> [GIVEN DATA]:
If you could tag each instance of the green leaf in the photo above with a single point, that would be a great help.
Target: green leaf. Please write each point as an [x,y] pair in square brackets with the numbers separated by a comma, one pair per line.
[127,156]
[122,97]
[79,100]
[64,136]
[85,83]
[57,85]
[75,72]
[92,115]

> [INSTRUCTIONS TO FOLLOW]: What you give back should be the lines from the one with "Target: green leaf." to the end of the data, copied exactly, both ends included.

> [SOLUTION]:
Target: green leaf. Please write each point as an [x,y] pair in square brackets with the numbers separated by a comma, one pair per line.
[127,156]
[122,97]
[79,100]
[64,136]
[85,83]
[57,85]
[75,72]
[92,115]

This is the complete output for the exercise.